Provided text:
>>>

Too large a value of any of these quantities indicates a problem. If any of these values is above a threshold, as indicated, it is shown in red, so problems can be recognized at a glance. If a problem is indicated, often the best way to proceed is to look at the principal color plots. For example, in run 1478, the Median x color is about -0.013 (i.e., 13 millimags) in most columns, a bit above the nominal threshold of 0.01. The x color plot does indeed show an offset in the x color of about 1%, which seems to be a real calibration problem.

Background (Sky) Brightness Analysis

Another check of the uniformity of the photometric calibration, from one camera column to another, is the uniformity of the sky brightness. The sky brightness, measured on a frame-by-frame basis, changes with time; here we calculate for each filter a running median as a function of field over the six camera columns. The plot http://das.sdss.org/DR4/data/imaging/QA/1478/40/qa/runQA-1478-40-sky.ps, shows the deviations of each camera column from this median, in units of magnitudes per square arcsecond ?? XXX. Note that the bandpasses of the z chips differ slightly, one from another; this effect is corrected for before taking the medians.

Thus the variation of the sky brightness with time has been taken out; these curves should be quite flat (as indeed they are). In addition, the median of each of these curves has also been taken out, so each should hug zero.

<<<

Given information:
>>>

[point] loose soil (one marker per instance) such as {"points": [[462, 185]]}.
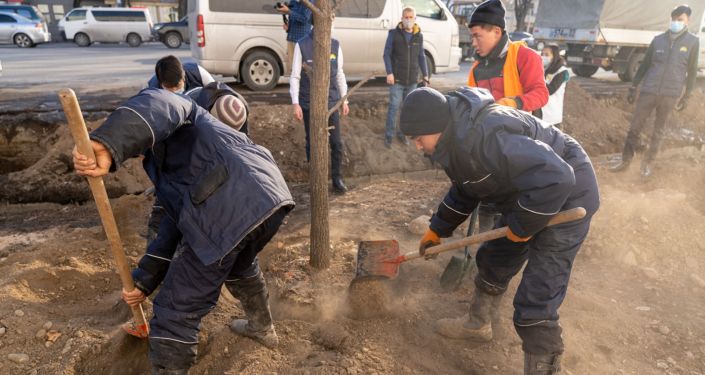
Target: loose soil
{"points": [[635, 303]]}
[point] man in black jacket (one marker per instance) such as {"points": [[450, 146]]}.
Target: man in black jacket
{"points": [[404, 58], [670, 64], [530, 170]]}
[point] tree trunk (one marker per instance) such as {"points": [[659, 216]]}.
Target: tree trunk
{"points": [[318, 168]]}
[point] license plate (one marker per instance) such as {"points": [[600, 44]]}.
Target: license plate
{"points": [[559, 33]]}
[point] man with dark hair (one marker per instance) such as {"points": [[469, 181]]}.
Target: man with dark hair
{"points": [[530, 170], [670, 65], [404, 58], [171, 74], [227, 198], [300, 91]]}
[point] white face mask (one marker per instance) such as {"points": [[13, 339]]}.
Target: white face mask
{"points": [[676, 26], [546, 61]]}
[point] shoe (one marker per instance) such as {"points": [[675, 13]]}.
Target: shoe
{"points": [[339, 186], [542, 364], [645, 170], [388, 142], [622, 166], [477, 325], [254, 296]]}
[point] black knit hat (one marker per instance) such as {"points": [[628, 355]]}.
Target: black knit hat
{"points": [[424, 111], [490, 12]]}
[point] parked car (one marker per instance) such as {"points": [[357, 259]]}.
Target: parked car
{"points": [[172, 34], [244, 38], [88, 25], [523, 36], [21, 31]]}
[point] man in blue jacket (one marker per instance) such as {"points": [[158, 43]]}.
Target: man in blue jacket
{"points": [[227, 198], [669, 67], [530, 170], [404, 59]]}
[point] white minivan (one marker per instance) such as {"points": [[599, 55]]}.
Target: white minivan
{"points": [[88, 25], [245, 39]]}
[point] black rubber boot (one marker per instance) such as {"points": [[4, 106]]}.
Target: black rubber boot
{"points": [[477, 325], [542, 364], [252, 293], [158, 370]]}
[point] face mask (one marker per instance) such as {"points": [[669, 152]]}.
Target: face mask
{"points": [[676, 26], [546, 61]]}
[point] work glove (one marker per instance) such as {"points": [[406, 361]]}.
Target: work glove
{"points": [[682, 103], [514, 238], [631, 96], [429, 239], [509, 102]]}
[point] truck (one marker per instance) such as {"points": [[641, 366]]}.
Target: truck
{"points": [[610, 34]]}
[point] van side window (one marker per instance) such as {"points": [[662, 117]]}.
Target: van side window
{"points": [[118, 16], [77, 15], [426, 8], [243, 6], [7, 19]]}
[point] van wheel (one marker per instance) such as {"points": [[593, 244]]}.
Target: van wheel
{"points": [[23, 41], [82, 40], [134, 40], [173, 39], [260, 71]]}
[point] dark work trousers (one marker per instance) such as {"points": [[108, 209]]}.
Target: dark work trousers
{"points": [[191, 290], [645, 104], [549, 257], [336, 143]]}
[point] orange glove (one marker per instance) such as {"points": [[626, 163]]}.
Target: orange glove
{"points": [[509, 102], [430, 238], [514, 238]]}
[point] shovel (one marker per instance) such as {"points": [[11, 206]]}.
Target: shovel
{"points": [[80, 135], [457, 267]]}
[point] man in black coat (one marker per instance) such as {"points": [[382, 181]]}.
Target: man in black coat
{"points": [[530, 171], [226, 198]]}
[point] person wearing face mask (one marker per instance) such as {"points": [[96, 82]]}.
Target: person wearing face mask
{"points": [[403, 59], [557, 77], [171, 74], [667, 77]]}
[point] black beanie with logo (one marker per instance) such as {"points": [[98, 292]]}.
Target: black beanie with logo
{"points": [[490, 12]]}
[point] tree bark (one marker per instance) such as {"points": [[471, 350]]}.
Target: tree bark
{"points": [[318, 168]]}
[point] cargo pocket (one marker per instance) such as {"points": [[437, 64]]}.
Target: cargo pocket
{"points": [[209, 184]]}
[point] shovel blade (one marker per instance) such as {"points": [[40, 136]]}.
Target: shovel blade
{"points": [[378, 258]]}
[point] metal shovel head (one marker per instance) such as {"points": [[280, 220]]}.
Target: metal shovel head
{"points": [[378, 258]]}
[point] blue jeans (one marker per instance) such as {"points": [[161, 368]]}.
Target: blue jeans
{"points": [[397, 93]]}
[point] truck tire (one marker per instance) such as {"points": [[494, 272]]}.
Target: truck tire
{"points": [[260, 71], [585, 70], [134, 40], [82, 40], [173, 39], [633, 66]]}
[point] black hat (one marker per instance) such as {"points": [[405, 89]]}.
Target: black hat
{"points": [[681, 9], [424, 111], [490, 12]]}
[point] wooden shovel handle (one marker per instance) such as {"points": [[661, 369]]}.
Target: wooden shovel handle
{"points": [[80, 135], [560, 218]]}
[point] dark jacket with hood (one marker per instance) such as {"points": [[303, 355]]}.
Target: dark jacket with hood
{"points": [[496, 154], [214, 183]]}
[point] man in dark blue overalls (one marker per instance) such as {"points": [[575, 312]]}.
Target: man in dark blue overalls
{"points": [[300, 90], [531, 171], [226, 198]]}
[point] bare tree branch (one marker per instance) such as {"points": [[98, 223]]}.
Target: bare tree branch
{"points": [[313, 8], [350, 92]]}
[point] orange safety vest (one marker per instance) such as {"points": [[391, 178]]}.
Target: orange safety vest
{"points": [[512, 84]]}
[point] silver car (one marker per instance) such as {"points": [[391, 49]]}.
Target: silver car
{"points": [[21, 31]]}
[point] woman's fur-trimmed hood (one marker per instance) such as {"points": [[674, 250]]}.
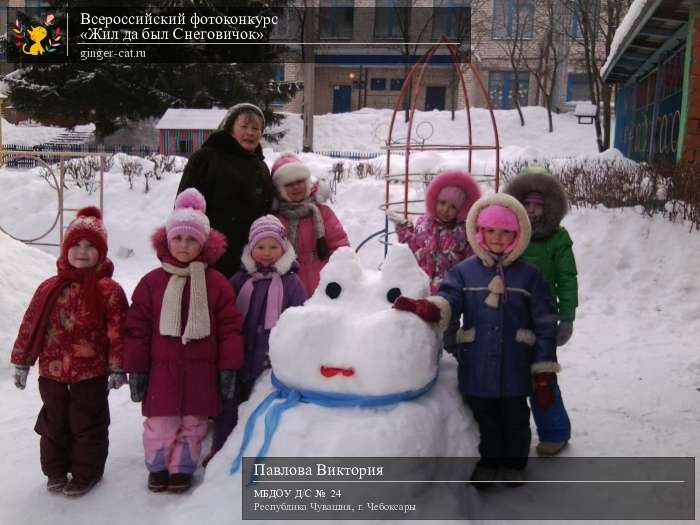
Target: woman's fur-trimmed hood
{"points": [[507, 201], [458, 179], [556, 203], [281, 267], [214, 248]]}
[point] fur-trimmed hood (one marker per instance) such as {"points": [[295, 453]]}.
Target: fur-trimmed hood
{"points": [[459, 179], [282, 266], [507, 201], [214, 248], [556, 203]]}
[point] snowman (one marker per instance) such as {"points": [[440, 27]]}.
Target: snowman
{"points": [[351, 377]]}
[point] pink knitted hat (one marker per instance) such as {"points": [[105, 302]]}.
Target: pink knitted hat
{"points": [[188, 217], [452, 195], [267, 227], [287, 169], [499, 217]]}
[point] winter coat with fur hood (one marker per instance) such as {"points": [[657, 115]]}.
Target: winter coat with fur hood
{"points": [[439, 246], [310, 265], [183, 379], [551, 247], [500, 346], [237, 187], [73, 350], [256, 336]]}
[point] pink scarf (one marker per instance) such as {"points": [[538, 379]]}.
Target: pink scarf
{"points": [[275, 294]]}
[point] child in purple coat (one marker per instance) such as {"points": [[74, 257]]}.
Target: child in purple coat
{"points": [[439, 237], [267, 285]]}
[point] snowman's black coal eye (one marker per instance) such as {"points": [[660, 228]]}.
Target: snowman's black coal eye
{"points": [[393, 294], [333, 290]]}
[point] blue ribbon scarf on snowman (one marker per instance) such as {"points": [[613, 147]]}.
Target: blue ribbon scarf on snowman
{"points": [[296, 396]]}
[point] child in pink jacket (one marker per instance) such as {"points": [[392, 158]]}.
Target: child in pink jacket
{"points": [[183, 343], [439, 237], [312, 228]]}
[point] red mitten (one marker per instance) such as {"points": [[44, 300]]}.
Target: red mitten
{"points": [[421, 307], [544, 395]]}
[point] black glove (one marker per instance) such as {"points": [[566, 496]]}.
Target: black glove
{"points": [[138, 383], [322, 248], [227, 384]]}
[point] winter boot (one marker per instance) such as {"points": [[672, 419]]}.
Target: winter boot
{"points": [[158, 481], [483, 476], [513, 477], [77, 487], [56, 483], [180, 482], [550, 448]]}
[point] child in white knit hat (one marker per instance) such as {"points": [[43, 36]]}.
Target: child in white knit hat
{"points": [[183, 343]]}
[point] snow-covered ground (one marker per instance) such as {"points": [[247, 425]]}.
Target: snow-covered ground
{"points": [[630, 371]]}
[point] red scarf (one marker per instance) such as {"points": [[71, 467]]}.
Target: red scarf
{"points": [[67, 274]]}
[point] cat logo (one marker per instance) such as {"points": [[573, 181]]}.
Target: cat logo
{"points": [[37, 40]]}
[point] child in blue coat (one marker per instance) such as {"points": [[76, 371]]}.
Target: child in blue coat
{"points": [[507, 335]]}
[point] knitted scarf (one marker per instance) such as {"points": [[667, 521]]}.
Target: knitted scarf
{"points": [[293, 212], [275, 294], [198, 323], [292, 397], [67, 274]]}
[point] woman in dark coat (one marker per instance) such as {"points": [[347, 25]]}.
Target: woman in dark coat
{"points": [[230, 172]]}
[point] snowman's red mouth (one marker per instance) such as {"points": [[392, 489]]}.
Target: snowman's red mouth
{"points": [[330, 371]]}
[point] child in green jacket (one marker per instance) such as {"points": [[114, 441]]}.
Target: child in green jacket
{"points": [[550, 251]]}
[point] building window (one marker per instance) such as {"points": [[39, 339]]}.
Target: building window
{"points": [[452, 18], [336, 18], [501, 89], [395, 84], [391, 19], [577, 87], [377, 84], [513, 19]]}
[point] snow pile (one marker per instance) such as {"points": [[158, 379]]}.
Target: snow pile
{"points": [[23, 268]]}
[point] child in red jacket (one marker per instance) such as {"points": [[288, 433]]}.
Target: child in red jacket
{"points": [[183, 343], [74, 326]]}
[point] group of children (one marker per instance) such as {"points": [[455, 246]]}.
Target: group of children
{"points": [[193, 343]]}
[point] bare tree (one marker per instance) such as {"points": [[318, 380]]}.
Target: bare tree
{"points": [[595, 23], [545, 67], [513, 23]]}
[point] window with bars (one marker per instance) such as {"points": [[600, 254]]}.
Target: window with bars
{"points": [[391, 19], [452, 18], [336, 18], [513, 19]]}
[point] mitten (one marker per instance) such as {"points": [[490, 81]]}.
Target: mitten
{"points": [[321, 248], [566, 328], [20, 376], [138, 383], [227, 384], [544, 395], [396, 217], [421, 307], [116, 380]]}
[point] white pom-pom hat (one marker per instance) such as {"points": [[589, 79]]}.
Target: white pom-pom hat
{"points": [[188, 217], [287, 169]]}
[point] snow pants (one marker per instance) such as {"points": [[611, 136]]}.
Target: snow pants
{"points": [[73, 424], [504, 426], [553, 425], [173, 443]]}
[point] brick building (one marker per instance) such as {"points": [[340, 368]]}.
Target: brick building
{"points": [[656, 66]]}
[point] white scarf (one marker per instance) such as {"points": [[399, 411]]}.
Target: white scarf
{"points": [[198, 323]]}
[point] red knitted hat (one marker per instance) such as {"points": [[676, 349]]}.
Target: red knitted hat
{"points": [[86, 225]]}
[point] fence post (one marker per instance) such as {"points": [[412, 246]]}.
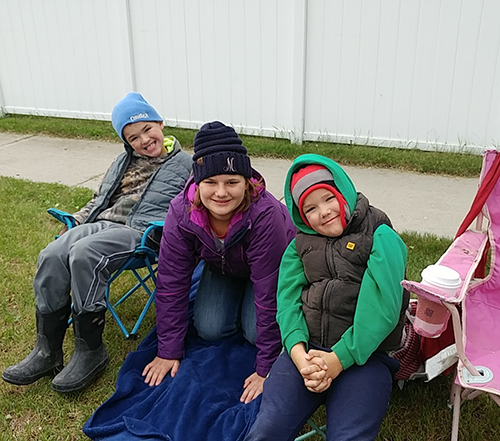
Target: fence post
{"points": [[299, 71], [2, 102], [131, 46]]}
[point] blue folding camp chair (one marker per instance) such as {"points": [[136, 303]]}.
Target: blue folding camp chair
{"points": [[143, 257]]}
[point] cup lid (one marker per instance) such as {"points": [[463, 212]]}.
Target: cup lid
{"points": [[441, 276]]}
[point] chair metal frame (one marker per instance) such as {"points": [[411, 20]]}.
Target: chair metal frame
{"points": [[142, 257]]}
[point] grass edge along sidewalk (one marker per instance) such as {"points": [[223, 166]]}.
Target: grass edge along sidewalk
{"points": [[411, 159], [418, 412]]}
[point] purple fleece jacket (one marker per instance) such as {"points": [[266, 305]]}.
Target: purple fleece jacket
{"points": [[253, 247]]}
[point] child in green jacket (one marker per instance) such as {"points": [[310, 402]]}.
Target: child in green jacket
{"points": [[340, 309]]}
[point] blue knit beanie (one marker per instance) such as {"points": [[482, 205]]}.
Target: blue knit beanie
{"points": [[218, 150], [132, 108]]}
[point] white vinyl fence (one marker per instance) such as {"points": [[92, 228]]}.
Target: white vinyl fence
{"points": [[397, 73]]}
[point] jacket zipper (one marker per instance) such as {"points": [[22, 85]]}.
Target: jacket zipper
{"points": [[324, 302]]}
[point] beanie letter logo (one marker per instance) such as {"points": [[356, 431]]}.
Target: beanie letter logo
{"points": [[230, 166]]}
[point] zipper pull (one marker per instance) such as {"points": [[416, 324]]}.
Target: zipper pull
{"points": [[223, 263]]}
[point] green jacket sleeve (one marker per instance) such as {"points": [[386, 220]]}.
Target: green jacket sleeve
{"points": [[291, 280], [379, 301]]}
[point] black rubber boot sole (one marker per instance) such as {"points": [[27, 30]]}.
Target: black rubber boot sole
{"points": [[52, 372], [83, 382]]}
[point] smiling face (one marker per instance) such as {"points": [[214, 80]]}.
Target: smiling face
{"points": [[145, 137], [222, 195], [322, 211]]}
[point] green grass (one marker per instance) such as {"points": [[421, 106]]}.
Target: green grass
{"points": [[453, 164], [418, 412]]}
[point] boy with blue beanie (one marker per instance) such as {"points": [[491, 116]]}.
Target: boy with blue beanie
{"points": [[136, 190]]}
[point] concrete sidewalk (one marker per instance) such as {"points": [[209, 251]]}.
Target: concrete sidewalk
{"points": [[414, 202]]}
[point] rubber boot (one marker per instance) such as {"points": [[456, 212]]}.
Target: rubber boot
{"points": [[46, 359], [90, 356]]}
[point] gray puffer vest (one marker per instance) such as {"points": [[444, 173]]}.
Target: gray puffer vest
{"points": [[334, 268], [162, 187]]}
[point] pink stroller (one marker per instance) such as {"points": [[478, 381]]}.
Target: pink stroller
{"points": [[477, 327]]}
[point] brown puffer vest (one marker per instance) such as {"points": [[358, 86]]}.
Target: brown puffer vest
{"points": [[334, 269]]}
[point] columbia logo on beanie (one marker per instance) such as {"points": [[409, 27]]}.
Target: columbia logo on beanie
{"points": [[133, 108], [218, 150]]}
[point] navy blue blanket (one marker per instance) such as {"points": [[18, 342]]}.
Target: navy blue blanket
{"points": [[200, 403]]}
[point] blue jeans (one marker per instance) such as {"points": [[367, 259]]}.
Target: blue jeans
{"points": [[356, 401], [223, 305]]}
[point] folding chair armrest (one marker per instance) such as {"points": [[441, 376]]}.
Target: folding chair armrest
{"points": [[66, 218], [463, 256], [152, 226]]}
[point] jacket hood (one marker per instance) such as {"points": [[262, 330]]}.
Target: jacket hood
{"points": [[340, 177]]}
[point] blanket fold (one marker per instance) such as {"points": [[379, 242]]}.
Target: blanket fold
{"points": [[200, 403]]}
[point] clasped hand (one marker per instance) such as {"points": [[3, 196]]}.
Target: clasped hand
{"points": [[318, 368]]}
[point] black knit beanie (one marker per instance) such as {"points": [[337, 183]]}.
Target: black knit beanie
{"points": [[218, 150]]}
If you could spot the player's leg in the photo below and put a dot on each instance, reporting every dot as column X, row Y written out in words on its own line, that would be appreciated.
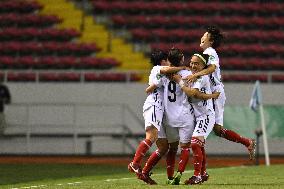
column 230, row 135
column 162, row 149
column 171, row 159
column 204, row 125
column 185, row 134
column 143, row 147
column 152, row 126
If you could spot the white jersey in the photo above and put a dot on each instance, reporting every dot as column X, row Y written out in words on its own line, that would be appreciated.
column 215, row 77
column 156, row 97
column 177, row 107
column 202, row 107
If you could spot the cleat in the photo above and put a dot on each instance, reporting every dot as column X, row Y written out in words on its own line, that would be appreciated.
column 194, row 180
column 251, row 149
column 204, row 177
column 147, row 179
column 169, row 181
column 176, row 179
column 135, row 169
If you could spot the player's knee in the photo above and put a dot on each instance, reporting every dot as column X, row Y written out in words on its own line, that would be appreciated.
column 152, row 133
column 217, row 130
column 163, row 150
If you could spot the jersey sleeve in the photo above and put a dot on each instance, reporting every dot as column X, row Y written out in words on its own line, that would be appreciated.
column 213, row 57
column 198, row 83
column 213, row 60
column 156, row 76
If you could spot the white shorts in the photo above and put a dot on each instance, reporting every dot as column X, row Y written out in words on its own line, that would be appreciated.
column 153, row 116
column 204, row 125
column 174, row 134
column 218, row 105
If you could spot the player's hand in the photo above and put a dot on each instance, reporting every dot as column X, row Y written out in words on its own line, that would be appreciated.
column 215, row 95
column 191, row 78
column 176, row 77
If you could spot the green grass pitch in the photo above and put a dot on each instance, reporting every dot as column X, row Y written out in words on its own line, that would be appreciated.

<<<

Tasks to perform:
a - According to the text on photometric calibration checks, what is corrected for before the medians of the sky brightness are taken?
b - Write out the part of the text on photometric calibration checks starting at "Background (Sky) Brightness" and ending at "taking the medians.".
c - Extend the text on photometric calibration checks past its last sentence.

Answers per task:
a - The slight differences among the bandpasses of the z chips.

b -
Background (Sky) Brightness Analysis

Another check of the uniformity of the photometric calibration, from one camera column to another, is the uniformity of the sky brightness. The sky brightness, measured on a frame-by-frame basis, changes with time; here we calculate for each filter a running median as a function of field over the six camera columns. The plot http://das.sdss.org/DR4/data/imaging/QA/1478/40/qa/runQA-1478-40-sky.ps, shows the deviations of each camera column from this median, in units of magnitudes per square arcsecond ?? XXX. Note that the bandpasses of the z chips differ slightly, one from another; this effect is corrected for before taking the medians.

c -
Summary statistics are then given of the quantities in that figure, including medians (i.e., the quantity taken out of the graphs above) in the table Phot. Zeropoint Corr. for Flat Sky, rms (Sky: RMS), and max deviation (Sky: Max Dev)statistics. Note that each of these tables links to the same figure for each of the camera columns.

As this example shows, this is a very powerful statistic, and checks for consistency of the internal photometric calibration and the flat-fields at the level of much better than a percent. It is limited, however, by the presence of scattered light, especially in the u band. An interesting scientific question is whether the sky brightness is expected to differ at this level over the 2.5 degree field of the camera.

PSF Photometry

Errors in the determination of the Point Spread Function (PSF) have been one of the most pernicious in the development of the photometric pipeline. The following tests allow us to determine how well the PSF is calculated, by comparing different measures of the brightnesses of stars.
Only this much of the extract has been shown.